## Start SUPPLIED ENTRIES

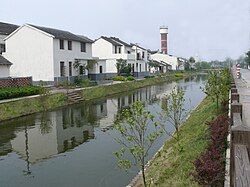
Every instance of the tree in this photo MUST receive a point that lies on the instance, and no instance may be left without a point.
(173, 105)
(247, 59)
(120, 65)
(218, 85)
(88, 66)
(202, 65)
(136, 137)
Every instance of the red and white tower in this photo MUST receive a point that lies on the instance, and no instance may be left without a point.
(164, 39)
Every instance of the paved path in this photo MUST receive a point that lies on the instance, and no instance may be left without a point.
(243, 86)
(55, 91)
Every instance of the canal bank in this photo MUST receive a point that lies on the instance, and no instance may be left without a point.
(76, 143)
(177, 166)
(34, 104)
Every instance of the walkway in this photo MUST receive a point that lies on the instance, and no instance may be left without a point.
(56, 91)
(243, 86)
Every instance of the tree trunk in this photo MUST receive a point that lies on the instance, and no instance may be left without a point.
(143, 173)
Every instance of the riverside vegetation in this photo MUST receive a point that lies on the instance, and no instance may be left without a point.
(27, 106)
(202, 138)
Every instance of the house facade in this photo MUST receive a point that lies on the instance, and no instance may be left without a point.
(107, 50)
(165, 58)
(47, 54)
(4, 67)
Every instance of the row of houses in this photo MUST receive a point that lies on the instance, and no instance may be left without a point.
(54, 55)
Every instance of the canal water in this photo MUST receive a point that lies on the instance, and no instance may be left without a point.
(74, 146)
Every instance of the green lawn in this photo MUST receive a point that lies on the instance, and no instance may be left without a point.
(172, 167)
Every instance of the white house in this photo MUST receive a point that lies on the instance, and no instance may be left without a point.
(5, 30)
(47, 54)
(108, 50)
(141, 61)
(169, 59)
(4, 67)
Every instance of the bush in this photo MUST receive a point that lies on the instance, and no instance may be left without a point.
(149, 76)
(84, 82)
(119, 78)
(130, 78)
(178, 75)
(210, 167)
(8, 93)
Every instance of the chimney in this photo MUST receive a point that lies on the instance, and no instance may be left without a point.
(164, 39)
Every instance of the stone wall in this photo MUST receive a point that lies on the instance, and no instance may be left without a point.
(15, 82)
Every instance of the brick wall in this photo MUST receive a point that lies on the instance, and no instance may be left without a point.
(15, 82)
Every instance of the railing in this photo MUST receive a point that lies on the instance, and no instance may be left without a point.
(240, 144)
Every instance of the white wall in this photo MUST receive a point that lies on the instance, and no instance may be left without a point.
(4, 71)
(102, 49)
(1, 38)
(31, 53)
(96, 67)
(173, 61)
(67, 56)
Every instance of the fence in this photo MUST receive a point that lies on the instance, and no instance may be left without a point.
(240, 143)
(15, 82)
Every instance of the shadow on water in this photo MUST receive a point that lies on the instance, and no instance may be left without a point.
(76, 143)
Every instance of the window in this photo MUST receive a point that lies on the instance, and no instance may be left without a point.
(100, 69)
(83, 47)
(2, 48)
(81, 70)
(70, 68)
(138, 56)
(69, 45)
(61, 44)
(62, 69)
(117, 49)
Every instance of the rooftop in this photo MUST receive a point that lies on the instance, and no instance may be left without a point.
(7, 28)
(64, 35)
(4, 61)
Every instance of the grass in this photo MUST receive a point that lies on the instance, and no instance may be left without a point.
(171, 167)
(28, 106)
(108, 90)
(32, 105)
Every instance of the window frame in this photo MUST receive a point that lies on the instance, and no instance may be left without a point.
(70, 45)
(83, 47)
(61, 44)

## End SUPPLIED ENTRIES
## Start SUPPLIED ENTRIES

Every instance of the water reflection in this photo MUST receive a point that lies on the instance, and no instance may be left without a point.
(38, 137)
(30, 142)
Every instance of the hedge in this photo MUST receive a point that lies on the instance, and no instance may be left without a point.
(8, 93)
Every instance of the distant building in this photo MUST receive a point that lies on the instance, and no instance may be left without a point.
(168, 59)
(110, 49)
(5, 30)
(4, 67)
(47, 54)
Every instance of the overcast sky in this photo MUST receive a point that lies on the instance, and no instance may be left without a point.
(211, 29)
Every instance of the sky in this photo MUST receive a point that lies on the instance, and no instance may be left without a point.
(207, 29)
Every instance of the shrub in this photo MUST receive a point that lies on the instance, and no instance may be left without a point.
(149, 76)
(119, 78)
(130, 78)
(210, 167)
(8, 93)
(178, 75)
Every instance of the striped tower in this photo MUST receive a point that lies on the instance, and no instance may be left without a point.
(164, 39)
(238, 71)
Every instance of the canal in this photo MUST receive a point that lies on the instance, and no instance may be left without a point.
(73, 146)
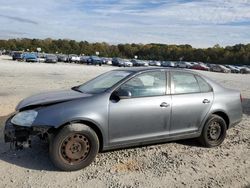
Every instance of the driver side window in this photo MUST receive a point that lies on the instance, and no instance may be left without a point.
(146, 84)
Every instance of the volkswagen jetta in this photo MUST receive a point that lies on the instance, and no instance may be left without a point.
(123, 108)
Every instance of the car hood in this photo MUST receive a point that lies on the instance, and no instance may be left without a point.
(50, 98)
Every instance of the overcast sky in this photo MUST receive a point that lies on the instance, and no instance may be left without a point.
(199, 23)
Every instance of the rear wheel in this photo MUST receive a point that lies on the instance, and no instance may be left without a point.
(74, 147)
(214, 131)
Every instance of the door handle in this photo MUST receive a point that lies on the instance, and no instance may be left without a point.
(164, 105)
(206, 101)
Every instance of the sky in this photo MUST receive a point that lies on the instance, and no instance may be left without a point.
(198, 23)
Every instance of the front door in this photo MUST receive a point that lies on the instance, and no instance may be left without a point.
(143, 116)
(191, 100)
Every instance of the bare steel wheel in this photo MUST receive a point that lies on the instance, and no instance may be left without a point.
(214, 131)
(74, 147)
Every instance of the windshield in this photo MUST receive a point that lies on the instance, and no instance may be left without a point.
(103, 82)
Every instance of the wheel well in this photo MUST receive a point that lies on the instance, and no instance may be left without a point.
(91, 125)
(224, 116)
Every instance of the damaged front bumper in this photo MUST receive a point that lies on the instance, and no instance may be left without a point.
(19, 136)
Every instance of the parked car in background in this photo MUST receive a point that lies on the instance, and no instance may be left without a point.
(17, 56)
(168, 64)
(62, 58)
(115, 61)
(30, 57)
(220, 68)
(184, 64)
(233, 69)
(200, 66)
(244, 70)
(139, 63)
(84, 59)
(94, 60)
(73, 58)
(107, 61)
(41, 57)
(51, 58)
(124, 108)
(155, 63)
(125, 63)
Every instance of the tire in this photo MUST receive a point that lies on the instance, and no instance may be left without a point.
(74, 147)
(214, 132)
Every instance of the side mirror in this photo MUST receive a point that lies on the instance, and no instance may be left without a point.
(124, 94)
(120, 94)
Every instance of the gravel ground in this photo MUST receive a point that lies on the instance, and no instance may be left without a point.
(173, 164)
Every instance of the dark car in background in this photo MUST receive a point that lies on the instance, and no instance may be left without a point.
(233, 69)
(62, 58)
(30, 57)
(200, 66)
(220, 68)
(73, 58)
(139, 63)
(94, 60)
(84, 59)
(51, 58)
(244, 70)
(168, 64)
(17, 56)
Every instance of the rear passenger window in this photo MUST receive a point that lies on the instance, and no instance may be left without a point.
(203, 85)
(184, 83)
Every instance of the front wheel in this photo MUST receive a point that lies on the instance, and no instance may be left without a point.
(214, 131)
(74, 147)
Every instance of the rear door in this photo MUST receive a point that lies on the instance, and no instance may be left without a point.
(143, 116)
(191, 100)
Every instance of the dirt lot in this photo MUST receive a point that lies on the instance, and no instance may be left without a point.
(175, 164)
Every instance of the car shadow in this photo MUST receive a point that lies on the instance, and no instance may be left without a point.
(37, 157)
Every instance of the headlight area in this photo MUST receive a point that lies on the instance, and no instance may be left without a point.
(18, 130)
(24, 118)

## End SUPPLIED ENTRIES

Pick out every line of the entries above that contains the string "canal", treating uppercase and lowercase letters as distinct.

Every instance of the canal bank in this photo MUST receive a point that lies on the instance, and no instance may be left without a point.
Every instance of the canal water in this photo MUST receive a point that lies on the instance, and no instance may be left without a point.
Every instance of the canal in this photo MUST receive a point that lies on the instance, and no instance may be left without a point.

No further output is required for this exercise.